• _Extract to read_:

Research project
Collections of Perfection
This project, executed by Marieke Hendriksen MA MRes, aims at an analysis of how the early modern anatomical collections of Leiden University were rooted in ideals of perfection in different fields of knowledge and expertise.
- Contact
- Robert Zwijnenberg
Project description
The project starts from the premise that collections (institutional as well as private) generally represented and generated knowledge. It means that collectors were continuo usly and consciously making choices as to what they should and should not include. Even more, they chose methods of preservation and ways of exhibiting, involving not only technical skills but also cultural ideas and ideals. Anatomical exhibits, in other words, were made objects. They were meant to show the anatomy of the body (according to contemporary physiological ideas), but were at the same time portraits of their makers, of their image of the ideal body and of the intimate experience of their own body. For the Leiden anatomists Rau, Albinus, Van Doeveren, Bonn and Brugmans perfection was at the core of their decisions. Aesthetically, the objects had to be presented according to fixed proportions, perspectives and other aesthetic conventions. Technologically and scientifically, the anatomical collections were aimed at showing ever more perfect methods of revealing and preserving nature. Ethically, the collections functioned like mirrors and helped in the educational and therefore ethical perfectibility of man. There was even a theological meaning of perfection as some collectors sought to represent the perfect order of creation. Also the exhibition of so called ‘monsters’, tumours and other malformations were meant to enhance (ex-negativo) the image of the perfect body.
While considerations of perfection were central to anatomical preparations and their collections, the precise content of the perfection to be realised was contended ground. In other words, the meaning of perfection was different according to cultural settings and technological possibilities. For this reason, research into the ‘materialisation’ of perfection in anatomical collections is at the same time an analysis of perfection as a conceptual tool informing the way artefacts were preserved and exhibited.

• _Complete the following_:
1. In the Collections of Perfection project text, who carries out the research?
2. Rewrite the project description from "While considerations of" to "preserved and exhibited.", swapping "contended ground" for "disputed territory".
3. Extend the Collections of Perfection project description with the next part.
The records are separate material, unconnected to the research project text.

• _Information_:
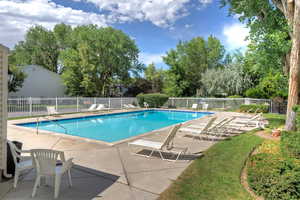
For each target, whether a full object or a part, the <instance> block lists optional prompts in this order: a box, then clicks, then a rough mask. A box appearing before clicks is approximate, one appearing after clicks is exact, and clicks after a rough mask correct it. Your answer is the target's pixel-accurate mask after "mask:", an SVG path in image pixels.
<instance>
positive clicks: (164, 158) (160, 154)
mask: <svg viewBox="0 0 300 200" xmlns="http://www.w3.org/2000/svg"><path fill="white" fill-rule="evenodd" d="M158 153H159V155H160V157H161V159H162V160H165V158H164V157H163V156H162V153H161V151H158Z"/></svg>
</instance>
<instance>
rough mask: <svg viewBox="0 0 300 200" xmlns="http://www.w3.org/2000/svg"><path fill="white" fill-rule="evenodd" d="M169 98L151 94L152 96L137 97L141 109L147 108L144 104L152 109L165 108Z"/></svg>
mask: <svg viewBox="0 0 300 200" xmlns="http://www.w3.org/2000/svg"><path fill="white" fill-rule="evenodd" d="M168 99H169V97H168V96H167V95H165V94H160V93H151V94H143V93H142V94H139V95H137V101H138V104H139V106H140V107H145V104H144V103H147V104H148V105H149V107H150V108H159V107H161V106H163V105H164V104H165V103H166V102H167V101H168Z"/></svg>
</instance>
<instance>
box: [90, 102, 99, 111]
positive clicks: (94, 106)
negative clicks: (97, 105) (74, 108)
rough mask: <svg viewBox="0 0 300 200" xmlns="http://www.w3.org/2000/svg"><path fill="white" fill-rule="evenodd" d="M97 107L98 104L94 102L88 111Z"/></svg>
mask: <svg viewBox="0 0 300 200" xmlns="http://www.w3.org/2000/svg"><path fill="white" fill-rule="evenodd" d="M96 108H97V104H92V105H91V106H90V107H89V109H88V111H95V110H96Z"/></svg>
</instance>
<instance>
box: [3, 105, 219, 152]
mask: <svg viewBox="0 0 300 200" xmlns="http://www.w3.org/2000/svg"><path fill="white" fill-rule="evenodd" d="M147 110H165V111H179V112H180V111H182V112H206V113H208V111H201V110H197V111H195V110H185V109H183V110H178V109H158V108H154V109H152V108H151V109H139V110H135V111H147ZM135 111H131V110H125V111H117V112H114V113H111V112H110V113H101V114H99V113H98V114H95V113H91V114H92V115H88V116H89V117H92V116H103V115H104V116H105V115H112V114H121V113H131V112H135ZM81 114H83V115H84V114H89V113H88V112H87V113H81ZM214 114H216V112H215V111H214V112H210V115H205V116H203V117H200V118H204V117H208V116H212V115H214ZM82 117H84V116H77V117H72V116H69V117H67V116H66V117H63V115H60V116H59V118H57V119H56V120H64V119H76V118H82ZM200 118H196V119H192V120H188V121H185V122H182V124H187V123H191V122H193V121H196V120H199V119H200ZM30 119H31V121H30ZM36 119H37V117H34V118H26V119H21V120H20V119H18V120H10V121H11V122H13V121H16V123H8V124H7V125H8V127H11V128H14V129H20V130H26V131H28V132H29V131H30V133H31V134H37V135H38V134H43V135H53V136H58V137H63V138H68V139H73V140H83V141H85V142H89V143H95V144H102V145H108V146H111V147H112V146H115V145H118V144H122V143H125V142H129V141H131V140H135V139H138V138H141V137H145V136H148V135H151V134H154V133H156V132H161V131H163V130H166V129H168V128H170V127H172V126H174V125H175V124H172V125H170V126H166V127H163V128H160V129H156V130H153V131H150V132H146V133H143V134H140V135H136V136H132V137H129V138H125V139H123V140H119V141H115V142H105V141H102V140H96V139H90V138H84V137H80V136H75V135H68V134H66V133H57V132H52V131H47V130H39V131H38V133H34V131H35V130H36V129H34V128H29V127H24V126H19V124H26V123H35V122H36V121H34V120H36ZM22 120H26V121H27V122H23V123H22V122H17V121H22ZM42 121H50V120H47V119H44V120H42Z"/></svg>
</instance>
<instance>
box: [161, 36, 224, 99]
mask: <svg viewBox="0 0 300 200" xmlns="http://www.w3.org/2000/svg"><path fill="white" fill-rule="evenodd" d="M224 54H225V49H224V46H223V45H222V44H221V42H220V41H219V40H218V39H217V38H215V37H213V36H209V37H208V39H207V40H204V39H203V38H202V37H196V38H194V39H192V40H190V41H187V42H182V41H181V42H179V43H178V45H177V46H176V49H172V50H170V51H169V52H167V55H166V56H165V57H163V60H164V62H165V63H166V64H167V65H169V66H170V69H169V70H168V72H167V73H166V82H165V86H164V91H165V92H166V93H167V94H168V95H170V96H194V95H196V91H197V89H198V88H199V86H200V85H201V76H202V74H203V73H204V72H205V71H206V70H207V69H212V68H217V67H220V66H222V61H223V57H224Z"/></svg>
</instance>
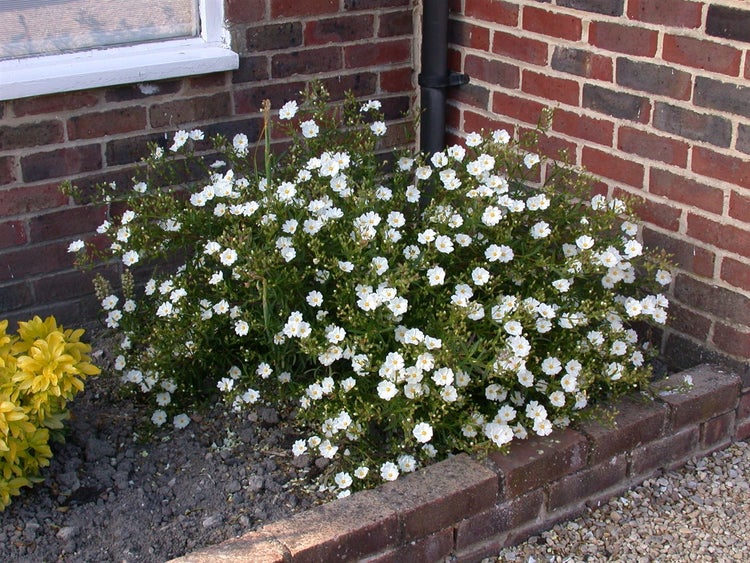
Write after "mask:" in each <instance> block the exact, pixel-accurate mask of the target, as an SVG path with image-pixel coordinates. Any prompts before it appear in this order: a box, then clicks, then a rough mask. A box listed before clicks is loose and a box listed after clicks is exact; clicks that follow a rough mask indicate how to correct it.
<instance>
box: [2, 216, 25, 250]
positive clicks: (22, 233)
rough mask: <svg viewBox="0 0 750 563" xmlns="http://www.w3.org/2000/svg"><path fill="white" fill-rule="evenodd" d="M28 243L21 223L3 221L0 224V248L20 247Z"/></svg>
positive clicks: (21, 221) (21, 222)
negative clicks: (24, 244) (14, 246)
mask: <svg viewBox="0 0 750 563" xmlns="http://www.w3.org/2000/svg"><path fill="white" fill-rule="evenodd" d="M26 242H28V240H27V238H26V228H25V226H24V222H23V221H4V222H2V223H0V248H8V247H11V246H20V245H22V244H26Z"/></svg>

• _Exercise answers_:
1. Marieke Hendriksen MA MRes.

2.
While considerations of perfection were central to anatomical preparations and their collections, the precise content of the perfection to be realised was disputed territory. In other words, the meaning of perfection was different according to cultural settings and technological possibilities. For this reason, research into the ‘materialisation’ of perfection in anatomical collections is at the same time an analysis of perfection as a conceptual tool informing the way artefacts were preserved and exhibited.

3.
Although historians of medicine have to some extent discussed the notion of perfection in the early modern Leiden cabinets, little attention has been paid to the construction of the homo perfectus in a broader cultural and academic context. As a result, much of the work that has been done on the Leiden early modern collections is confined to the history of medical ideas, mostly judged by modern medical criteria. The project at hand seeks to resolve the shortcoming through adopting an interdisciplinary approach. Analysing contemporary medicine and anatomy in relation to philosophy, theology and the arts will allow the researcher to understand how the early modern (mostly eighteenth-century) anatomical cabinets act as ‘fluid’ bodies of knowledge that are a result of culturally and historically determined ideals of (aesthetic, religious, ethical and scientific) perfection.
Expected results
The project will not only result in a better understanding of ideals of perfection, it will also enhance our understanding of the contemporary quest for the perfect body as a cultural phenomenon. It discloses the origin of many contemporary (and public) images of the perfect body. The project Collections of Perfection, in short, shows that the quest for the perfection of man is no newcomer to our culture and can therefore historically inform the current debate on the perfectibility of the human body.